Source extract >>

____________________

As well, a lawyer can advise on how best to make your intentions clear. In transferring property, you’ll want to be clear about the type of ownership involved, whether you intend to keep a beneficial interest in the property during your lifetime, and whether you intend for the other owner to get the property if you die first. Here’s an example of how careful documentation makes a difference.
"A dear friend of mine got sick and asked if I could help out with simple tasks like groceries and paying bills. She chose to add me to her everyday bank account as a joint holder. This made handling the money easier. But she was also really grateful for my help. She wanted me to have the money in this bank account when she passed away. She made her intention clear to the bank. When she died, the money in the joint bank account passed to me.”
– Sara, Powell River, BC
There are also ways, outside of a will, to take care of your bank accounts and investments.
Gift your property away
As with personal belongings and real property, one approach with bank accounts or investments is to give them away while you’re still alive. Again, making a gift is simple; that’s an advantage. But be mindful of the disadvantages, such as losing control of how the money is used. There are also possible tax implications.
Again, whenever you decide to give something away — in this case bank accounts or investments — it’s wise to have some proof of your intention that it be a gift. A deed of gift can achieve this. You’re declaring that you’re transferring the account from you to your recipient out of the goodness of your heart — with nothing coming back in return.
Gifting through a joint account
An intriguing option is a type of joint bank account offered by RBC Dominion Securities. The account features a primary account holder and a successor account holder. The primary account holder retains full ownership of the account during their lifetime. This keeps them in complete control while they’re alive. The terms state their intention to make a gift, at the time of opening the account, of the “beneficial right of survivorship" to someone they name as a successor account holder. When the primary account holder dies, the account goes directly to the successor account holder.
Set up joint accounts
Many people set up a joint bank account with their spouse or a trusted loved one. That way, if one of them dies, the account typically passes directly to the surviving joint owner. The account doesn’t form part of the deceased’s estate, so there are no probate fees to pay.

____________________

Source data
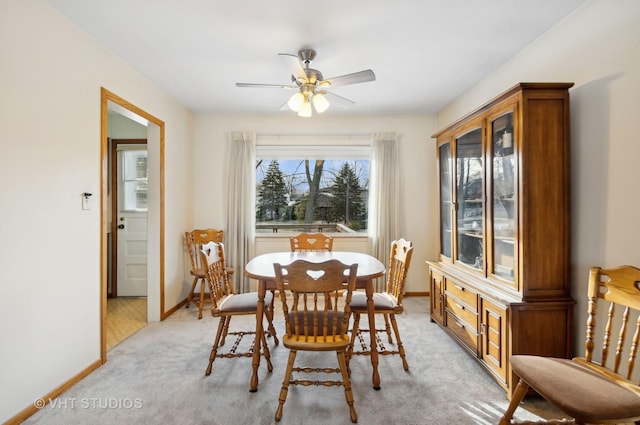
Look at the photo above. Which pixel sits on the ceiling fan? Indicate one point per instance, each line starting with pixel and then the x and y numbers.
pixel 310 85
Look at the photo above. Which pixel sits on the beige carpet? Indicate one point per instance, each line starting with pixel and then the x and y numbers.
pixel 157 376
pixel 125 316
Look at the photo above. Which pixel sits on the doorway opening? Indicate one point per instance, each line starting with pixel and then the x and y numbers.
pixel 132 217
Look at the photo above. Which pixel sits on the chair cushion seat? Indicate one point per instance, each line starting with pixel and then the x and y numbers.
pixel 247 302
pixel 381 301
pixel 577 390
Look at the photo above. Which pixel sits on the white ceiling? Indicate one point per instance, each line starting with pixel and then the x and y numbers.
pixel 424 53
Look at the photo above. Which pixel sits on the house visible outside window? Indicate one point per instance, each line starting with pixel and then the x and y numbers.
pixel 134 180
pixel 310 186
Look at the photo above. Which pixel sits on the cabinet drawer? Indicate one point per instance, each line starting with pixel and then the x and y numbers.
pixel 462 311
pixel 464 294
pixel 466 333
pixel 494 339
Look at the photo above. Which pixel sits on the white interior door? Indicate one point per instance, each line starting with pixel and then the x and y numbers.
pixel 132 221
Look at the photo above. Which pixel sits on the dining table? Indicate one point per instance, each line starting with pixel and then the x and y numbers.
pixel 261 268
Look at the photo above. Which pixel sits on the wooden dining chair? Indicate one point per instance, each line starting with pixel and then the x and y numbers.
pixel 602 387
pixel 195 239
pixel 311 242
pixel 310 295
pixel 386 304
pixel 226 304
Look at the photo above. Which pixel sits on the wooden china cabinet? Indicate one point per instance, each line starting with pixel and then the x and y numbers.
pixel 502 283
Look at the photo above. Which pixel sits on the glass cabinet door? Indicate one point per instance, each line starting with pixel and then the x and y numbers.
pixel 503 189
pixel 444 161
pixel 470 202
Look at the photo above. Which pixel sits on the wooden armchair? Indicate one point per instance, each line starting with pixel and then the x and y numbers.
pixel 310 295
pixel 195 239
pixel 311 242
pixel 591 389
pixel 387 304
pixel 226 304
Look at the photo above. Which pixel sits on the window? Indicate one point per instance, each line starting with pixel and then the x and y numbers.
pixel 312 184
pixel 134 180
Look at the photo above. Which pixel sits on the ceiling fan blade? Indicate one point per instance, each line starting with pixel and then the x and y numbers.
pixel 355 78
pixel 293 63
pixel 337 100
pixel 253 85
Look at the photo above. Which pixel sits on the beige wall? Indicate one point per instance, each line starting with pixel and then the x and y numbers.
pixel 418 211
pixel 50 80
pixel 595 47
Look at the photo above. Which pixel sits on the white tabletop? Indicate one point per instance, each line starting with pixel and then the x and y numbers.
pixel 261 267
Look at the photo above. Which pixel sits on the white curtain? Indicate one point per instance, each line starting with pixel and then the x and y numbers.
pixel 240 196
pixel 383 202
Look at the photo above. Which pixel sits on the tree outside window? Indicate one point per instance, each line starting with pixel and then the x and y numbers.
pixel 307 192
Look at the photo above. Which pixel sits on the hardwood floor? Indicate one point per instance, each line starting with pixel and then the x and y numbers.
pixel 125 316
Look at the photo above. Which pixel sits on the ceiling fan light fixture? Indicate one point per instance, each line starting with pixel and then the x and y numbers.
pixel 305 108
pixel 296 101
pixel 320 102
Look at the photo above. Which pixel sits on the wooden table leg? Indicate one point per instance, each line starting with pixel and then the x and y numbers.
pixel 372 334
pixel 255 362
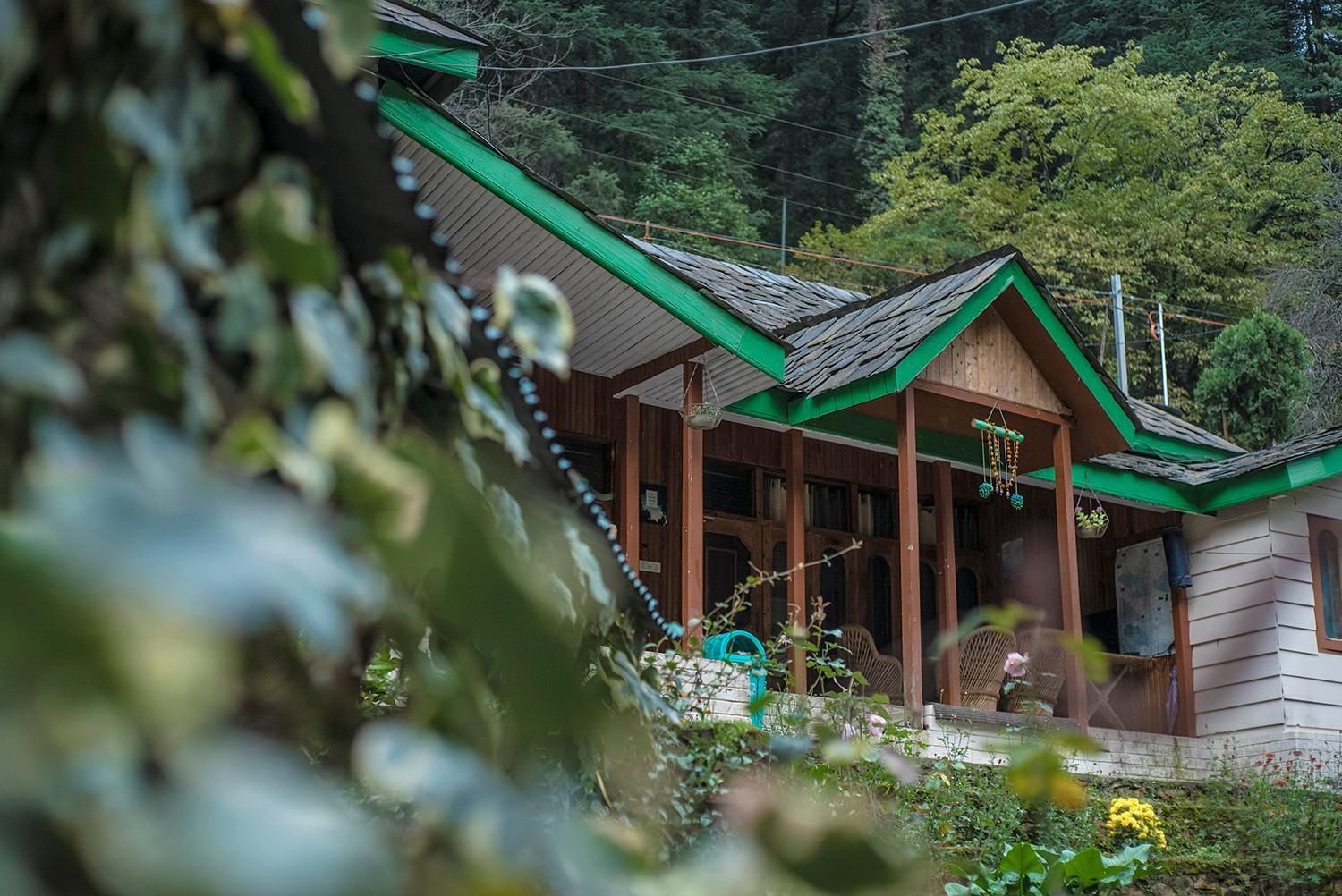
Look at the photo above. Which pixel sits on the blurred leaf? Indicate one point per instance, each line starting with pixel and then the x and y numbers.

____________________

Problems to work on >>
1. Write out the passage on passing on bank accounts word for word, between "Again, whenever you" and "back in return.", inclusive.
2. In the passage on passing on bank accounts, why is there no probate fee to pay on a joint account when one owner dies?

Numbered answers >>
1.
Again, whenever you decide to give something away — in this case bank accounts or investments — it’s wise to have some proof of your intention that it be a gift. A deed of gift can achieve this. You’re declaring that you’re transferring the account from you to your recipient out of the goodness of your heart — with nothing coming back in return.

2. The account doesn't form part of the deceased's estate.